- **Problem to work on**: Repeat verbatim the lines of the data below, beginning with the line containing "Can you find the gray" and continuing to the end.

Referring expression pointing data
━━━━━━━━━━━━━━━━
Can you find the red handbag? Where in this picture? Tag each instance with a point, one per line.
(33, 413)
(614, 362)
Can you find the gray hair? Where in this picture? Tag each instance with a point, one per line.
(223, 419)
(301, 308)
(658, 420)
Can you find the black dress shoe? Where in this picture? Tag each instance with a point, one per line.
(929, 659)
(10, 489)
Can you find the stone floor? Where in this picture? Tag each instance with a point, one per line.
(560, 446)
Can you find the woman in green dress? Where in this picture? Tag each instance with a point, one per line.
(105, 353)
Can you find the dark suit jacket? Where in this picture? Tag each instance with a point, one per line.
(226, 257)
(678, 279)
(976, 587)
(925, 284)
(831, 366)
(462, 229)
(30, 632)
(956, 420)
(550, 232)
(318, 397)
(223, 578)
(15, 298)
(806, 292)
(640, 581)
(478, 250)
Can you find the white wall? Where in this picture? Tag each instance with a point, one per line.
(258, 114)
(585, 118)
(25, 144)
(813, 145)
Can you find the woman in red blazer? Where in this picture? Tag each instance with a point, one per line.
━━━━━━━━━━━━━━━━
- **Answer for the task**:
Can you find the gray hair? Where in this picture? Tag each instance with a point, one per line.
(223, 419)
(301, 308)
(658, 420)
Can you find the black dress shoe? Where in this picture? Tag each instance with a point, one per line.
(929, 659)
(10, 489)
Can you find the stone floor? Where in this picture? Tag each instance with a point, one per line.
(560, 446)
Can you find the woman in green dress? Where in this picture? Tag each instance with a point, one per line.
(105, 353)
Can you find the dark suit jacket? Where in this picture? Tag each instance with a point, one per line.
(226, 257)
(678, 279)
(976, 587)
(925, 284)
(831, 366)
(462, 229)
(30, 632)
(956, 420)
(550, 232)
(318, 397)
(223, 578)
(15, 298)
(806, 292)
(640, 581)
(478, 250)
Can you find the white wall? Where in this picture? Tag each instance with a point, one per line.
(258, 114)
(585, 118)
(25, 144)
(813, 145)
Can you find the woman in red blazer? Where in this picture? Tag each instance with a point, one per line.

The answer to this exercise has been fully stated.